(Region labeling records)
-- BEGIN --
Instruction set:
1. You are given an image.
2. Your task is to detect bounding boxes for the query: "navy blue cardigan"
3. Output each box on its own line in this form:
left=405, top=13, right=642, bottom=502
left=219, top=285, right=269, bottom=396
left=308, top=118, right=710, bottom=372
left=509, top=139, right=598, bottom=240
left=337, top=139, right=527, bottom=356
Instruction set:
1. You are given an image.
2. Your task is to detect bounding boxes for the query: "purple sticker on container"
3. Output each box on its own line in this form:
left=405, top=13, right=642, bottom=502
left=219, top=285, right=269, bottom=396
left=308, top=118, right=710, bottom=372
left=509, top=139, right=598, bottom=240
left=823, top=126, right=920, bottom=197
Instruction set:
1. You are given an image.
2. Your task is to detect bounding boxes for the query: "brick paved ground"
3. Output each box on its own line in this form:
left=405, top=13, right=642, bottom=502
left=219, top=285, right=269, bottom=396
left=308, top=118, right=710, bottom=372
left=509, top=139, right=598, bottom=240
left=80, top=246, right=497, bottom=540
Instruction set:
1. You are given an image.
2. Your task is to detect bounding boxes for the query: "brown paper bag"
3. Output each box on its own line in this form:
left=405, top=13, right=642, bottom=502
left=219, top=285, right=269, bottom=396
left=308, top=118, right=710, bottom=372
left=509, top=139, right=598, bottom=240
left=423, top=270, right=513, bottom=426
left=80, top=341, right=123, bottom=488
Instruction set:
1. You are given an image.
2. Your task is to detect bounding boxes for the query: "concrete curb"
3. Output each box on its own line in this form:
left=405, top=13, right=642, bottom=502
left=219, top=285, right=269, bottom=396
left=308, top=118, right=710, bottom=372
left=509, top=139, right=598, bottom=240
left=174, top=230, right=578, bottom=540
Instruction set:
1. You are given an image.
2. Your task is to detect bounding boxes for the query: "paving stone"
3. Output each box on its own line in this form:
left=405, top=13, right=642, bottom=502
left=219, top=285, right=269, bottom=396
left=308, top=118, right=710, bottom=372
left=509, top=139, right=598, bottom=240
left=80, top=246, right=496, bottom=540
-- END --
**DIRECTIVE:** Update all the lines above by changing every "query" to "search phrase" and leaving everything else the same.

**FULL RESPONSE:**
Instruction set:
1. You are given an image.
2. Your task is to detect bounding boxes for the search phrase: "navy blue cardigan"
3. Output each box on its own line in this form:
left=405, top=13, right=642, bottom=502
left=219, top=285, right=269, bottom=396
left=308, top=118, right=710, bottom=372
left=509, top=139, right=598, bottom=240
left=337, top=139, right=527, bottom=356
Instruction set:
1. You are given an image.
2. Your task is to detect bounding boxes for the search phrase: "purple sticker on container"
3. Output each box on its own line in this form:
left=405, top=13, right=642, bottom=502
left=219, top=285, right=269, bottom=396
left=308, top=118, right=710, bottom=372
left=509, top=139, right=598, bottom=240
left=823, top=126, right=920, bottom=197
Instruction set:
1. You are given an image.
2. Your task is to detect bounding boxes for the search phrase: "brick paved ground"
3. Output each box on its own line in this form:
left=405, top=13, right=642, bottom=502
left=219, top=285, right=269, bottom=396
left=308, top=118, right=710, bottom=372
left=509, top=139, right=598, bottom=240
left=80, top=246, right=497, bottom=540
Instruction set:
1. You are given an image.
2. Your task is to detect bounding boxes for the search phrase: "brown paper bag"
3. Output each box on its own line in this form:
left=405, top=13, right=642, bottom=502
left=219, top=285, right=269, bottom=396
left=308, top=118, right=710, bottom=372
left=509, top=139, right=598, bottom=240
left=423, top=270, right=513, bottom=426
left=80, top=341, right=123, bottom=488
Instruction set:
1. You are given an image.
2. Your task is to detect bounding boxes for the search phrase: "concrete curb"
3. Output each box on its own line in this form:
left=405, top=13, right=642, bottom=502
left=219, top=285, right=269, bottom=396
left=308, top=118, right=710, bottom=372
left=509, top=139, right=598, bottom=240
left=174, top=230, right=578, bottom=540
Instruction set:
1. You are given an image.
2. Your task is to detect bounding boxes for the search phrase: "paving stone"
3. Output each box on its own line in this form:
left=405, top=13, right=642, bottom=502
left=219, top=285, right=269, bottom=396
left=308, top=118, right=710, bottom=372
left=509, top=139, right=598, bottom=240
left=80, top=246, right=496, bottom=540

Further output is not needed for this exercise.